Given text -
What Happens When a Dictatorship Ends?

The events in the Mideast and the television images of thousands of people demonstrating and demanding changes are bringing back memories of my teenage years and watching the evening news as Castro overthrew Batista in Cuba. Batista was a corrupt and oppressive dictator, and Castro was considered to be a liberator. There were celebrations in the streets of Havana when Batista fled, and I recall that the American news media declared it to be a victory for freedom. It wasn’t long before “Che” Guevara (the darling of young people who wear T shirts proclaiming their admiration) was holding televised show trials in an outdoor sports stadium and ordering the execution of hundreds of former government officials and sympathizers.

Another example was when the Shah of Iran was forced from power by the Ayatollah Khomeini after President Carter appealed to the Shah not to destroy the plane carrying the Ayatollah and his supporters. Carter assured the Shah that the United States would not stand by and let him fall, but the opposite happened. The new leadership began arresting, imprisoning, torturing, and executing people who had supported the Shah, repeating the actions by the Shah’s secret police. Carter gave the Shah asylum in the United States to seek medical treatment, the Iranians took over the U.S. embassy, held the people from the embassy hostage, watched Carter lose reelection, and have become a threat to the region and the world.

I should also mention an example where the end of a dictatorship resulted in a more democratic government, and the remarkable example of what happened in Spain when Francisco Franco died is the first (and maybe only example) to come to mind. Franco’s Fascists won the Spanish Civil War against the Stalinist Communists and an agglomeration of allies, perhaps because the Stalinists spent as much time fighting their allies as Franco’s forces. The war and the aftermath was brutal and bloody, and Franco was an oppressive ruler.  He designated Prince Juan Carlos to become monarch after his death, and Carlos began a transition to a parliamentary monarchy within a couple of days of Franco’s death. King Juan Carlos and Queen Sophia preside over a democratic government that has the support of most Spaniards. Of course the country is currently in financial crises, but that seems to be a common problem.

That brings us back to the Mideast. The Egyptian dictator Hosoni Mubarak has been forced out and President Obama has hailed that outcome, which brings to mind a similar reaction from John F. Kennedy when Castro expelled Batista.  The unrest in Egypt had begun when the price of food and fuel inflated, and poor Egyptians could barely afford to survive before that inflation.  The protests ended the needed income from tourism (perhaps temporarily).  Prices of food and fuel haven’t been reduced, and the economy was disrupted by the protests. The military is now in control, as it has always been. I wish the best for the Egyptian people and others who are risking their lives to protest in favor of freedom. However, if the brief history of other examples of the end of dictatorships here is an indication, there is a one chance in three that the outcome will be favorable. The lesson most obvious from history is that those who support a dictator will suffer if the dictator loses.

Prompt -
Copy the stretch of the essay on the end of dictatorships from "Another example was" through "and the world." word for word.

Data excerpts -
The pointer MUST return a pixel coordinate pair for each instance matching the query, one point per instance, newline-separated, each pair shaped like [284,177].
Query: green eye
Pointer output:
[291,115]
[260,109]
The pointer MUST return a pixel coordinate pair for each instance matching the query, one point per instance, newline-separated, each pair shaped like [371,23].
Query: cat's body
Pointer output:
...
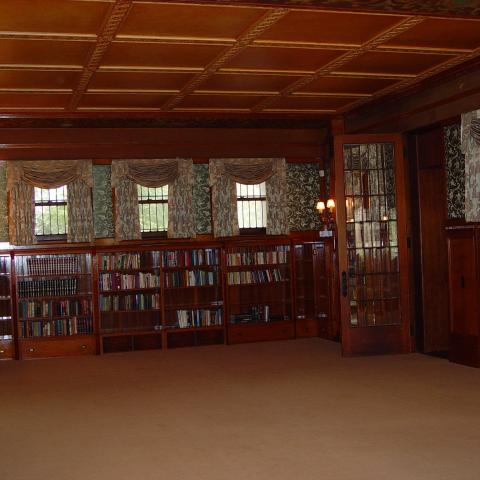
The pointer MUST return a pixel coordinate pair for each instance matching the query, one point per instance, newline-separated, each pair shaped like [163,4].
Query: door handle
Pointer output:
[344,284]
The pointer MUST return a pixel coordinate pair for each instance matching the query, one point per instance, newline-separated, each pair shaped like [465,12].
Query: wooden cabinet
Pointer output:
==
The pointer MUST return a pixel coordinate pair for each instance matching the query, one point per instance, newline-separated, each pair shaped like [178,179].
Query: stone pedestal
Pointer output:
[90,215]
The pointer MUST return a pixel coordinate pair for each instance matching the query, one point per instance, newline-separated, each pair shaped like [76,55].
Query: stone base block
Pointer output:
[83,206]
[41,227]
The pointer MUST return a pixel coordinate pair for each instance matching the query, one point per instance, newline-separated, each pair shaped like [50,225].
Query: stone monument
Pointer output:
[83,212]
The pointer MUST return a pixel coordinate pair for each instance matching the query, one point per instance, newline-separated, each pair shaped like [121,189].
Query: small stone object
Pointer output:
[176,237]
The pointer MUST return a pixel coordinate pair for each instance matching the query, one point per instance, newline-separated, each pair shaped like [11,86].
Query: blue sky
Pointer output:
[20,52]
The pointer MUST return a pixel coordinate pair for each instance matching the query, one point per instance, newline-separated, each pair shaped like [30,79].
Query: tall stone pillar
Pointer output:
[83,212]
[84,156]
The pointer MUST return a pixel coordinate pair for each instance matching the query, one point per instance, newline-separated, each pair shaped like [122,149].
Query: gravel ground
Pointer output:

The answer -
Another example was when the Shah of Iran was forced from power by the Ayatollah Khomeini after President Carter appealed to the Shah not to destroy the plane carrying the Ayatollah and his supporters. Carter assured the Shah that the United States would not stand by and let him fall, but the opposite happened. The new leadership began arresting, imprisoning, torturing, and executing people who had supported the Shah, repeating the actions by the Shah’s secret police. Carter gave the Shah asylum in the United States to seek medical treatment, the Iranians took over the U.S. embassy, held the people from the embassy hostage, watched Carter lose reelection, and have become a threat to the region and the world.